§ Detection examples
Start

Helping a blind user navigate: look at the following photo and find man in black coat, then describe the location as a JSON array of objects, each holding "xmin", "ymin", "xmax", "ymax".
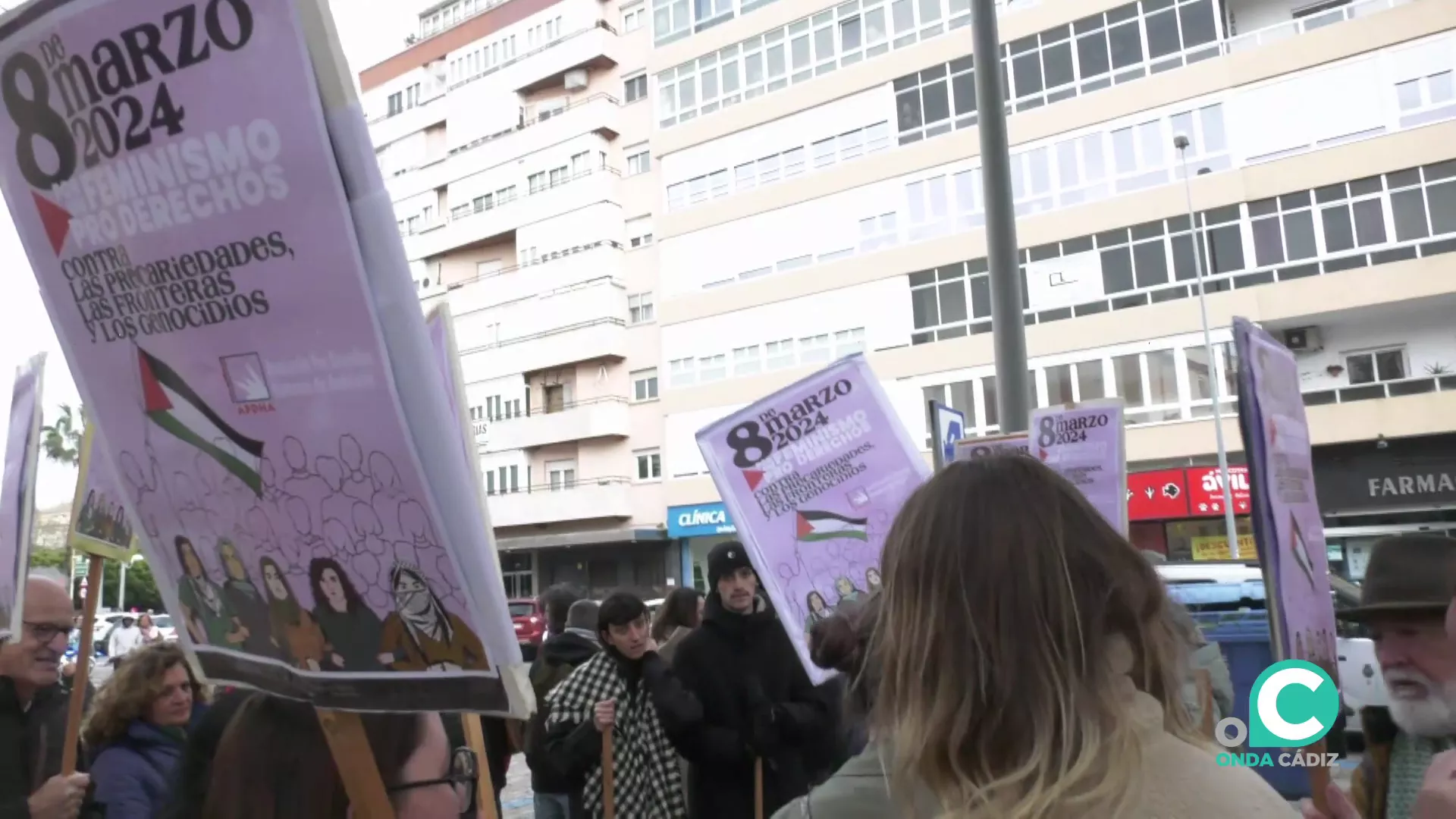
[
  {"xmin": 673, "ymin": 541, "xmax": 828, "ymax": 819},
  {"xmin": 0, "ymin": 574, "xmax": 90, "ymax": 819}
]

End

§ What you need to do
Rewrite the records above, replacing "man in black coat" with "person in dark jacket" and leaving everything else unchanged. Omit the pictures from your answer.

§ Reply to the exercise
Helping a blind user navigate: look at the following photo and find person in dark jacket, then describe the location as a JSON array of objects, each holding "xmin", "ymin", "xmax", "ymax".
[
  {"xmin": 673, "ymin": 541, "xmax": 828, "ymax": 819},
  {"xmin": 0, "ymin": 574, "xmax": 90, "ymax": 819}
]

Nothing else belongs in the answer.